Exercise objective :: When you retype the records that follow, keep each word as it is and drop any pictures.

(Natural-language object grounding data)

────────────────────────────────────────

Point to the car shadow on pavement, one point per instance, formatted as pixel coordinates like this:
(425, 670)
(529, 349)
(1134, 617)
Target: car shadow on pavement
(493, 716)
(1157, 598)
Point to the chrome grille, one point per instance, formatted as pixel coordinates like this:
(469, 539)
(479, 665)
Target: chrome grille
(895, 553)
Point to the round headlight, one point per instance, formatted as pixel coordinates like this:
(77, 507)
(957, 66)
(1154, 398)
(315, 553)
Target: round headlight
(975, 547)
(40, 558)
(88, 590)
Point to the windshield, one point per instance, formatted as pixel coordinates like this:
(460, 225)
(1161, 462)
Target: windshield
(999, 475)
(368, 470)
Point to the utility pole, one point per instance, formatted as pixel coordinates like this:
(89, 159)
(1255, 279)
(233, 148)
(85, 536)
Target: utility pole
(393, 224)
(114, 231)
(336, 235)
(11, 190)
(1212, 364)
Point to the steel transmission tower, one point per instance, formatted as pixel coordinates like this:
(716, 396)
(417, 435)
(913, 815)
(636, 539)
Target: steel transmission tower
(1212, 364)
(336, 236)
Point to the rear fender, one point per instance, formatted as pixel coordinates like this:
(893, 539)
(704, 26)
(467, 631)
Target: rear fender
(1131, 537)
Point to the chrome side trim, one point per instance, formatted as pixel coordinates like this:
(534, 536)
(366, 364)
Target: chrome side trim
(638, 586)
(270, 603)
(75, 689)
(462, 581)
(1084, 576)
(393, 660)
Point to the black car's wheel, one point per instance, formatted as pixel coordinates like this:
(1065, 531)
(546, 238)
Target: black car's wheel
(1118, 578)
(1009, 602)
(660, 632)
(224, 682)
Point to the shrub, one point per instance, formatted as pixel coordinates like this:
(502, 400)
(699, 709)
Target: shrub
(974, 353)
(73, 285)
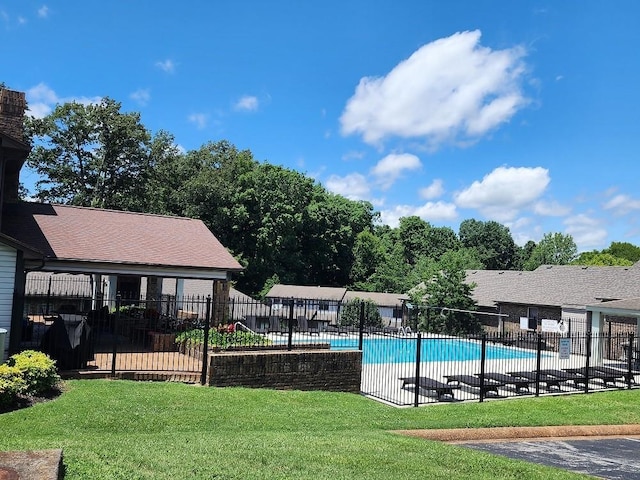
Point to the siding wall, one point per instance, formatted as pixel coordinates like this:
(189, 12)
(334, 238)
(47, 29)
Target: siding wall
(7, 281)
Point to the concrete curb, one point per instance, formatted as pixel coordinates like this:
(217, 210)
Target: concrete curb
(522, 433)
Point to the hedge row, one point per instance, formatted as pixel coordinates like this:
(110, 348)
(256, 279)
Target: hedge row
(28, 373)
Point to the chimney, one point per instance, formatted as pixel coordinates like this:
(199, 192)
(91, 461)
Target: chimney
(12, 107)
(15, 149)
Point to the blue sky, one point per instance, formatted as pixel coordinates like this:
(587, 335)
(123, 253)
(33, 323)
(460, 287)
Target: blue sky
(527, 113)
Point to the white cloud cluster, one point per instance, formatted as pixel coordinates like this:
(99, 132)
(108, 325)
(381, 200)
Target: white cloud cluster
(200, 120)
(430, 211)
(504, 191)
(586, 231)
(354, 186)
(434, 190)
(622, 204)
(392, 167)
(451, 89)
(42, 99)
(247, 103)
(167, 66)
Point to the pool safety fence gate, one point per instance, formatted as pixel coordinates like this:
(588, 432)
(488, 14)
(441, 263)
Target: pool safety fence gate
(419, 369)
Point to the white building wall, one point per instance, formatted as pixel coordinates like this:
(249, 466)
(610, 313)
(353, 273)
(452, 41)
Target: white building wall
(7, 283)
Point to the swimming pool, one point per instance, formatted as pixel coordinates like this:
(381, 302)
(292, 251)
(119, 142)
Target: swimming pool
(433, 349)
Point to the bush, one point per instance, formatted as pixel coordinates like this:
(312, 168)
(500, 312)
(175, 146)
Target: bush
(12, 383)
(222, 339)
(38, 371)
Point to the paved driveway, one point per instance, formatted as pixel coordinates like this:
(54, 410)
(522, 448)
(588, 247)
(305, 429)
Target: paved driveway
(611, 458)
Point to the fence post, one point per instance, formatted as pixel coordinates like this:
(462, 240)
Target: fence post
(483, 355)
(116, 326)
(416, 393)
(538, 364)
(361, 326)
(290, 340)
(205, 342)
(587, 361)
(630, 361)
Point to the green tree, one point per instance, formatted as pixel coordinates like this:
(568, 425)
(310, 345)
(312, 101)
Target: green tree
(443, 301)
(492, 240)
(596, 258)
(553, 249)
(350, 313)
(367, 257)
(624, 250)
(91, 155)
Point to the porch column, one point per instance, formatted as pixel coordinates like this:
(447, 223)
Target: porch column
(596, 319)
(97, 295)
(179, 294)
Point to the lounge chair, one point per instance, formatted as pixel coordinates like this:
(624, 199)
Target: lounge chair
(548, 380)
(426, 383)
(521, 385)
(609, 378)
(576, 378)
(484, 387)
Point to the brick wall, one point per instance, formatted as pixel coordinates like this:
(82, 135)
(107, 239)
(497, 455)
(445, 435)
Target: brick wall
(12, 107)
(337, 371)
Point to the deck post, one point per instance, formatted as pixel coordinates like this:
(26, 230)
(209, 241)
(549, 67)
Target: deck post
(205, 343)
(416, 393)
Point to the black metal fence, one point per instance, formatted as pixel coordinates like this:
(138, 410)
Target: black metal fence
(173, 336)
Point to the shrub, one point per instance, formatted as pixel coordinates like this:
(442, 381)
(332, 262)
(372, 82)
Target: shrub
(222, 339)
(38, 371)
(12, 383)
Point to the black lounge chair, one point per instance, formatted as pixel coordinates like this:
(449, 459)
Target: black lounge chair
(486, 387)
(426, 383)
(576, 378)
(548, 380)
(609, 378)
(521, 385)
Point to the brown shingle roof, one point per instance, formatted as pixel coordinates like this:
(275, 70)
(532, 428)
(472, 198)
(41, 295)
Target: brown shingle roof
(107, 236)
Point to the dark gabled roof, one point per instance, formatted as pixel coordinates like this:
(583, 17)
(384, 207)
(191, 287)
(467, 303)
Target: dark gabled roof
(99, 236)
(309, 293)
(380, 299)
(555, 285)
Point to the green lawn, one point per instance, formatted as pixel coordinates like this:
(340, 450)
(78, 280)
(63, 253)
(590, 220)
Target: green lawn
(135, 430)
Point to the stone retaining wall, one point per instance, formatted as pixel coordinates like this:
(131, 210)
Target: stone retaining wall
(338, 371)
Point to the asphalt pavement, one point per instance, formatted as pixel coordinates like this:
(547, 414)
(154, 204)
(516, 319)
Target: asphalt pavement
(607, 457)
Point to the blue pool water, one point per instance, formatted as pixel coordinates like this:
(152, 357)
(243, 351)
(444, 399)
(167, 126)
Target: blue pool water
(398, 350)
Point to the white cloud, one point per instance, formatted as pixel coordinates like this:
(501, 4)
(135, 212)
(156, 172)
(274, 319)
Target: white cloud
(551, 209)
(504, 191)
(199, 119)
(247, 103)
(166, 66)
(353, 186)
(622, 204)
(432, 191)
(388, 170)
(586, 232)
(42, 99)
(430, 211)
(141, 96)
(451, 89)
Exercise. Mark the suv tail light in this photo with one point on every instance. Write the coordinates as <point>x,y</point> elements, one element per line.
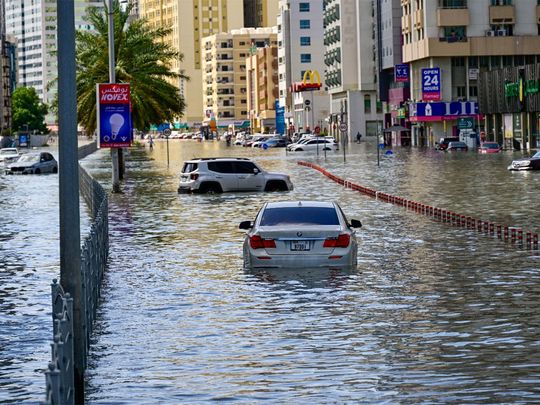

────────────────────────────────────────

Result ::
Point to the car shadow on pavement, one point per instance, formatted as pixel coordinates like this:
(425, 670)
(529, 349)
(1134, 617)
Target: car shadow on pavement
(493, 716)
(1157, 598)
Point to the chrome grille, one point per instance, formatted as pixel coordinates like this:
(469, 539)
(479, 665)
Target: chrome grille
(895, 553)
Point to the round headlight, one point per instance, formatted as pixel coordinates like this:
(77, 507)
(957, 66)
(1154, 398)
(315, 553)
Target: round headlight
(975, 547)
(40, 558)
(88, 590)
Point to the windshield, one point per instance, formatted as pixel coordinates like this:
(460, 225)
(1161, 462)
Target: windshield
(999, 475)
(368, 470)
Point to the utility pole, one point per instance, formatted as pixel coordinates like this:
(89, 159)
(1255, 279)
(233, 148)
(85, 536)
Target: utility pole
(393, 224)
(114, 231)
(336, 235)
(11, 190)
(1212, 364)
Point to the steel transmission tower, one point per instance, formatted as pixel coordinates like this:
(716, 396)
(417, 435)
(913, 815)
(636, 539)
Target: steel transmission tower
(1212, 364)
(336, 236)
Point to the rear fender, one point per instance, formatted as pixel coordinates like this:
(893, 539)
(704, 26)
(467, 631)
Target: rear fender
(1131, 537)
Point to the chrome side trim, one point per instance, formatted as pixel coordinates like this:
(534, 536)
(366, 364)
Target: chrome side trim
(638, 586)
(270, 603)
(75, 689)
(462, 581)
(1084, 576)
(393, 660)
Point to the black car's wheel, one point per instance, formatted as pixel coordinates like this:
(1065, 531)
(546, 238)
Target: black car's wheel
(1118, 578)
(1009, 602)
(660, 632)
(224, 682)
Point to the shrub, one point per instance, formatted as pixel coordinates like this:
(502, 400)
(699, 709)
Target: shrub
(974, 353)
(73, 285)
Point to the siding wall, one point per instance, formatted as pixel coordinates like this:
(189, 12)
(334, 238)
(47, 29)
Target: siding wall
(7, 281)
Point to the concrete curb, one point per instance, formatted as pixel coordinates like this:
(217, 210)
Target: concrete curb
(522, 433)
Point to the hedge row, one point per instance, formatted as pixel coordinates like this:
(110, 348)
(256, 279)
Target: hedge row
(28, 373)
Point to the chimney, one point per instance, formatted as pixel coordinates like this:
(199, 192)
(91, 461)
Target: chimney
(12, 107)
(15, 149)
Point to the blue sky, one point per instance, formatted as pixel coordinates like this:
(587, 335)
(123, 253)
(33, 323)
(460, 287)
Target: blue sky
(527, 113)
Point to the white cloud cluster, one point per instance, formatted as pixel coordinates like this:
(99, 132)
(108, 325)
(381, 200)
Target: white cloud cluster
(200, 120)
(430, 211)
(504, 191)
(586, 231)
(354, 186)
(434, 190)
(622, 204)
(392, 167)
(451, 89)
(42, 99)
(247, 103)
(167, 66)
Point to the pool safety fence gate, one point per instance, formatted as pixel coordinates like this:
(588, 432)
(488, 14)
(441, 263)
Target: pool safety fence gate
(419, 369)
Point to the white building wall, one point per instance, formatted as pixel coordinates like this:
(249, 466)
(610, 313)
(353, 273)
(452, 41)
Target: white building wall
(7, 283)
Point to the swimming pool, one point per instance, formatted as pixel coordinates like this:
(381, 302)
(292, 251)
(119, 142)
Target: swimming pool
(433, 349)
Point to the bush, one point per instance, formatted as pixel coordinates like this:
(312, 168)
(500, 312)
(175, 146)
Target: bush
(12, 383)
(222, 339)
(38, 371)
Point to the paved driveway, one point per instance, formatted as pixel coordinates like this:
(54, 410)
(522, 448)
(588, 247)
(305, 429)
Target: paved driveway
(611, 458)
Point to the fence post, one point per instance, formatted as pixel coordinates like this:
(462, 240)
Target: fence post
(483, 355)
(116, 326)
(416, 393)
(538, 364)
(361, 326)
(290, 340)
(205, 342)
(587, 361)
(630, 361)
Point to the green tree, one point per instance, formatted as pixel coordinates like this:
(568, 425)
(310, 345)
(312, 101)
Target: green tree
(443, 301)
(492, 240)
(596, 258)
(553, 249)
(350, 313)
(367, 257)
(624, 250)
(91, 155)
Point to the porch column, one point per instance, formatted as pixel coordinates like this:
(447, 223)
Target: porch column
(596, 319)
(97, 295)
(179, 294)
Point to the lounge chair, one point per instance, formatted as pixel coordinates like this:
(624, 199)
Target: lounge chair
(548, 380)
(426, 383)
(521, 385)
(609, 378)
(576, 378)
(484, 387)
Point to the brick wall, one point per instance, formatted as pixel coordinates like this:
(82, 135)
(107, 239)
(497, 455)
(445, 435)
Target: brick wall
(12, 107)
(337, 371)
Point to the deck post, one point per instance, formatted as pixel coordinates like this:
(26, 230)
(209, 241)
(549, 67)
Target: deck post
(205, 343)
(416, 393)
Point to the black metal fence, one point per instance, formatted as pixel coordinates like this:
(138, 410)
Target: black metal fence
(173, 336)
Point to the shrub, one point per instance, formatted as pixel coordinates like this:
(442, 381)
(332, 262)
(372, 82)
Target: shrub
(222, 339)
(38, 371)
(12, 383)
Point to the black lounge chair, one point per instance, formatted as pixel coordinates like this:
(449, 459)
Target: black lounge chair
(486, 387)
(426, 383)
(576, 378)
(548, 380)
(609, 378)
(521, 385)
Point to the brown shingle roof, one point per instance, formatted as pixel coordinates like this:
(275, 70)
(532, 428)
(472, 198)
(41, 295)
Target: brown shingle roof
(107, 236)
Point to the dark gabled roof, one point per instance, formatted as pixel coordinates like this:
(583, 17)
(384, 207)
(191, 287)
(467, 303)
Target: dark gabled roof
(99, 236)
(309, 293)
(380, 299)
(555, 285)
Point to the green lawn, one point per instance, formatted as pixel coordinates like this:
(340, 450)
(78, 280)
(63, 253)
(590, 220)
Target: green lawn
(135, 430)
Point to the stone retaining wall, one point per instance, formatted as pixel coordinates like this:
(131, 210)
Target: stone retaining wall
(338, 371)
Point to the asphalt pavement, one point per instance, formatted as pixel coordinates like this:
(547, 414)
(154, 204)
(516, 319)
Target: asphalt pavement
(607, 457)
Point to the blue pool water, one point per instance, formatted as pixel coordinates like this:
(152, 357)
(243, 351)
(444, 399)
(167, 126)
Target: blue pool water
(398, 350)
Point to the white cloud, one point per instance, formatted as pixel coordinates like this:
(501, 4)
(135, 212)
(156, 172)
(274, 319)
Target: white cloud
(551, 209)
(504, 191)
(199, 119)
(247, 103)
(166, 66)
(353, 186)
(622, 204)
(432, 191)
(388, 170)
(586, 232)
(42, 99)
(430, 211)
(141, 96)
(451, 89)
Exercise. Mark the suv tail light in this photo with one point on every instance. Write the coordinates as <point>x,y</point> elements, one element per line.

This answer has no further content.